Exercise passage:
______________________________

As so often at the end of these tutorials, Lottie is unconvinced. She wanted more. Again, it seems, she has been offered the thin gruel of 1950’s anti-reductionist linguistic philosophy.

______________________________

Records:
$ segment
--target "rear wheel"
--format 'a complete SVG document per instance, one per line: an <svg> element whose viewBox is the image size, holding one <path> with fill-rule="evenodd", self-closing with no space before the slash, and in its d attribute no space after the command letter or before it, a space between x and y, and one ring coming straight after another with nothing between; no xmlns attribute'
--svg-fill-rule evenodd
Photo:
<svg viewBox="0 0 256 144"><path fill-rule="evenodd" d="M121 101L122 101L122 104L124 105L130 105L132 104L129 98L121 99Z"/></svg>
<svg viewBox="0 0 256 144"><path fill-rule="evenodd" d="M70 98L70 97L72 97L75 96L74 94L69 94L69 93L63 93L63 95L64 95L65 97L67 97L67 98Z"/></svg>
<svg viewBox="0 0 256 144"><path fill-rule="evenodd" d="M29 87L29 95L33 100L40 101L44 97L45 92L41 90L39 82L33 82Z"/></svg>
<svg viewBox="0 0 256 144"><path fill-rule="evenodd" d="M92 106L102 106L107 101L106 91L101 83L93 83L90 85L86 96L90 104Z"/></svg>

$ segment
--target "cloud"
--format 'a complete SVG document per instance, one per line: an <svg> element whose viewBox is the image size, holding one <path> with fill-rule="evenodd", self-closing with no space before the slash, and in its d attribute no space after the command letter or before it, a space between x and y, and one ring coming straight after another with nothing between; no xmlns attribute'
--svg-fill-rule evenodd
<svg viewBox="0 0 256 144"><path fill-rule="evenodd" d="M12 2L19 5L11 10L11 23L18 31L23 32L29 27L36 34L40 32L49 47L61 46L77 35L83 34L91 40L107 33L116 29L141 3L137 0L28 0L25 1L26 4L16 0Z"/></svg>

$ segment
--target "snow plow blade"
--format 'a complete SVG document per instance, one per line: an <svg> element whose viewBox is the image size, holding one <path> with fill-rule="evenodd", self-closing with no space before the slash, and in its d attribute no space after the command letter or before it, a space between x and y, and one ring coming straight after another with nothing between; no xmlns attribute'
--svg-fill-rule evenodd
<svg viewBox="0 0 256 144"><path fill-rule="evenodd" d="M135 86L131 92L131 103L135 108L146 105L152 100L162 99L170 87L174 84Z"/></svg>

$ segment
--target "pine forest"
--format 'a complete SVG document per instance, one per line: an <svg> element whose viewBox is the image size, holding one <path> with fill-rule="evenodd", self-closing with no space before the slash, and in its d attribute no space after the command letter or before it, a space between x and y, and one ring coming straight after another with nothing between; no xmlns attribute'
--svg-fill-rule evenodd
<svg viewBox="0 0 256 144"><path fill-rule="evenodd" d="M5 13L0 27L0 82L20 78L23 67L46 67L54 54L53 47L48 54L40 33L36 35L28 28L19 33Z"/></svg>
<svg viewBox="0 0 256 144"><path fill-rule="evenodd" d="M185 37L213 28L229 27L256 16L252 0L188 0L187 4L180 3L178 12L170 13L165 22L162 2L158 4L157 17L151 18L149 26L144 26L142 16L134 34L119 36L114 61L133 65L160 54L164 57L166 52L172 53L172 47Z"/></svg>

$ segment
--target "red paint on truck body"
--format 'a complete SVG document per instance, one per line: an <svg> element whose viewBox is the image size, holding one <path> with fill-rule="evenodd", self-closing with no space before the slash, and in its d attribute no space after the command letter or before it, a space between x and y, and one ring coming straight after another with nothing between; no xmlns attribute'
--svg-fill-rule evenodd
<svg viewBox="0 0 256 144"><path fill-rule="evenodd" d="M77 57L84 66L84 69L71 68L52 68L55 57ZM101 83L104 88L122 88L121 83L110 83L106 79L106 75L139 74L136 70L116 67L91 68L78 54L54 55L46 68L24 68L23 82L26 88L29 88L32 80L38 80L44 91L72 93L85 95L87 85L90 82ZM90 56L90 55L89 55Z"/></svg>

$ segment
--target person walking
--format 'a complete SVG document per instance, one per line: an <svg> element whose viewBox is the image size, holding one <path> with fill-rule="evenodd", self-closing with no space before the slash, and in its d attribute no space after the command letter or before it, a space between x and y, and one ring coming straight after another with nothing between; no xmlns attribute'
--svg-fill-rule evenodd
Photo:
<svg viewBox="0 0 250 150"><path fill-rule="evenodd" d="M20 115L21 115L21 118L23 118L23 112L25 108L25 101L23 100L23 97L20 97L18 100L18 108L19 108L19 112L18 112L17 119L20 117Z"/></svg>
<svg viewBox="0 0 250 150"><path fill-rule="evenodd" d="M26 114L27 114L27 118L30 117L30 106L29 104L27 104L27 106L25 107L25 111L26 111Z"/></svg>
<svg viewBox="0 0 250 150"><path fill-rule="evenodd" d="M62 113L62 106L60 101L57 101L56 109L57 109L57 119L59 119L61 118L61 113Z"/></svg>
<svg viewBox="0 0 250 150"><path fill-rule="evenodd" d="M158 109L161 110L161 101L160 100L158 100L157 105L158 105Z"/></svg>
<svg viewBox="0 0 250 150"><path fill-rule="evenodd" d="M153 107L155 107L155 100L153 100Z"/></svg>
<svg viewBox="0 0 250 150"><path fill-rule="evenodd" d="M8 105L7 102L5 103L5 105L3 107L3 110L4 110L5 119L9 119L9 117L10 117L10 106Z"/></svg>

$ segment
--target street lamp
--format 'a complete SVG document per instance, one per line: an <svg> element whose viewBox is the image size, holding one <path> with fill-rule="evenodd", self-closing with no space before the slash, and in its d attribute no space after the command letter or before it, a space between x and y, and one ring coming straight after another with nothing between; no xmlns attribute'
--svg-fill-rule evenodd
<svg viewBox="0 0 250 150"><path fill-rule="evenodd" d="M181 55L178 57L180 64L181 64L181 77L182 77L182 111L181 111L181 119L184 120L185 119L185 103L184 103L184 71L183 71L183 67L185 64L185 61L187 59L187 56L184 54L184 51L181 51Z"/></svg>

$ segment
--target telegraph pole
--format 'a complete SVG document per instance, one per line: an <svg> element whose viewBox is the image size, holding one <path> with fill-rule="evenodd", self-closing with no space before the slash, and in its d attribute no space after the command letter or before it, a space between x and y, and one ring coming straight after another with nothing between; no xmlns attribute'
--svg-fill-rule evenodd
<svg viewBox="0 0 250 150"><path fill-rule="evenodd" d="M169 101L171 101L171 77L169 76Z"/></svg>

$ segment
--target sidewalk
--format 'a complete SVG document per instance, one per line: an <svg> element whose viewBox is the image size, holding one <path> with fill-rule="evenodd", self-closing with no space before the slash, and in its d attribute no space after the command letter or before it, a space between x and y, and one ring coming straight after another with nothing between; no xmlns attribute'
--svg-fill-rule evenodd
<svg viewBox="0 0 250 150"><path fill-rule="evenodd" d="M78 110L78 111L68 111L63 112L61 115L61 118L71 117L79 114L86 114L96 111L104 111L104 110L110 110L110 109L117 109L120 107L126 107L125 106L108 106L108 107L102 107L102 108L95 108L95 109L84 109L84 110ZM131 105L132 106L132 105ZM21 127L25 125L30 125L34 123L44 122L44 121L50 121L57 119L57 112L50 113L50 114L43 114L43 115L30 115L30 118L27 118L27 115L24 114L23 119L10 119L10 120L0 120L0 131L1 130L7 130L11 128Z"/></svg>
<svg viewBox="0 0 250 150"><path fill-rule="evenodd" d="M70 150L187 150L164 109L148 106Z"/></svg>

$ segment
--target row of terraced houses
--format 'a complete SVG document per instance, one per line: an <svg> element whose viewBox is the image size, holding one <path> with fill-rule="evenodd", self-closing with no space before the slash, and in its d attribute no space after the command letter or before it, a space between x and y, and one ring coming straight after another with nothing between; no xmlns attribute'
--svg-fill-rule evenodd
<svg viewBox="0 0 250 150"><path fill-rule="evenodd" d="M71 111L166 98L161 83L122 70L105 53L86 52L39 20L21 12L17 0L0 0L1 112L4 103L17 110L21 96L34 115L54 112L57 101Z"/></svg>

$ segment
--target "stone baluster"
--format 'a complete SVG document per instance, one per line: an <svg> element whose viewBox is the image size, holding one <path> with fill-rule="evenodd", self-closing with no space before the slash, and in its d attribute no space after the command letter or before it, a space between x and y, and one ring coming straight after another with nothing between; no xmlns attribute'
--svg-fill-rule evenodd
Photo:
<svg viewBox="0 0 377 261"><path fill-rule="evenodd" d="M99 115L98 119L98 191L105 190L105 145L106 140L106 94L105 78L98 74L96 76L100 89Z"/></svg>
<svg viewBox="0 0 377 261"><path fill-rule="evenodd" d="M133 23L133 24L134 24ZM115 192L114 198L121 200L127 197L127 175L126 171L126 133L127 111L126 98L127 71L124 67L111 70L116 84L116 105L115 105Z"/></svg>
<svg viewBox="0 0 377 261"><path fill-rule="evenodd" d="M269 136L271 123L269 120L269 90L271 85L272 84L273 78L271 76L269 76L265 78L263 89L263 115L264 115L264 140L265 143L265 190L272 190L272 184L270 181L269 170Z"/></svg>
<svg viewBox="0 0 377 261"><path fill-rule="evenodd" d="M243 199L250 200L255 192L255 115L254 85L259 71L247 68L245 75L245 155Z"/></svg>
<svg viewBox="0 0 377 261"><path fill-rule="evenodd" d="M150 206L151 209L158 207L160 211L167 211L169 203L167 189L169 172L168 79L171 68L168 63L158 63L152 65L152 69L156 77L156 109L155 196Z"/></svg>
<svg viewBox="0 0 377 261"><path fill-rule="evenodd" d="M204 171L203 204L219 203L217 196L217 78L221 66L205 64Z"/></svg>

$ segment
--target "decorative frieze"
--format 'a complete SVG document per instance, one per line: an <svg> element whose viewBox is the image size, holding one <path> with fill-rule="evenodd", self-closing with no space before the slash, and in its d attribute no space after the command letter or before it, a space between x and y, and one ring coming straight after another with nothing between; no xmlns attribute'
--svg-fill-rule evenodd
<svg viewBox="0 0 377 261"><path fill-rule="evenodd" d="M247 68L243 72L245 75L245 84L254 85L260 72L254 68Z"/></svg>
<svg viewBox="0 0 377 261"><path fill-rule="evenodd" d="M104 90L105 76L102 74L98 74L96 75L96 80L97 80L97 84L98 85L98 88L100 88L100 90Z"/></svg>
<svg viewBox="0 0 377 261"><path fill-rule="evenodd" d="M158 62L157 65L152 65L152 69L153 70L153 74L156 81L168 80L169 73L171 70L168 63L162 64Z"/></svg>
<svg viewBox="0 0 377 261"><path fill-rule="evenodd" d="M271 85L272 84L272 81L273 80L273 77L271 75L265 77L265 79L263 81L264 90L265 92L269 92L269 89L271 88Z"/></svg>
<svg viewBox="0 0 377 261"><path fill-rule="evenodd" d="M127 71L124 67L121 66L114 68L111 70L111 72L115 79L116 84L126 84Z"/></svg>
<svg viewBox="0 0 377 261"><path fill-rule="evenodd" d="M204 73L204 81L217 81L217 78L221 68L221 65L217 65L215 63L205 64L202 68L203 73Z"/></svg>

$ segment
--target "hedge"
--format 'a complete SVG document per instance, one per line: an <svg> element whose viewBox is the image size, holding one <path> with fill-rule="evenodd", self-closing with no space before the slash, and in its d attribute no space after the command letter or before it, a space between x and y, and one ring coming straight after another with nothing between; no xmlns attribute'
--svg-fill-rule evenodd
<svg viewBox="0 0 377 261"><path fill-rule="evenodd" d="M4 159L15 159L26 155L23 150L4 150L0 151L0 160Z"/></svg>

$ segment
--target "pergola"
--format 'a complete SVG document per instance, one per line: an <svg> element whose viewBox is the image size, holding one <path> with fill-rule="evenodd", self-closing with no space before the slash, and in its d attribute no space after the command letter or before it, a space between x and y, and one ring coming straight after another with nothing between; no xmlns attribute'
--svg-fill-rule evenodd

______________________________

About this task:
In the passage about Lottie, what does it say she has been offered again?

Solution to this exercise:
The thin gruel of 1950’s anti-reductionist linguistic philosophy.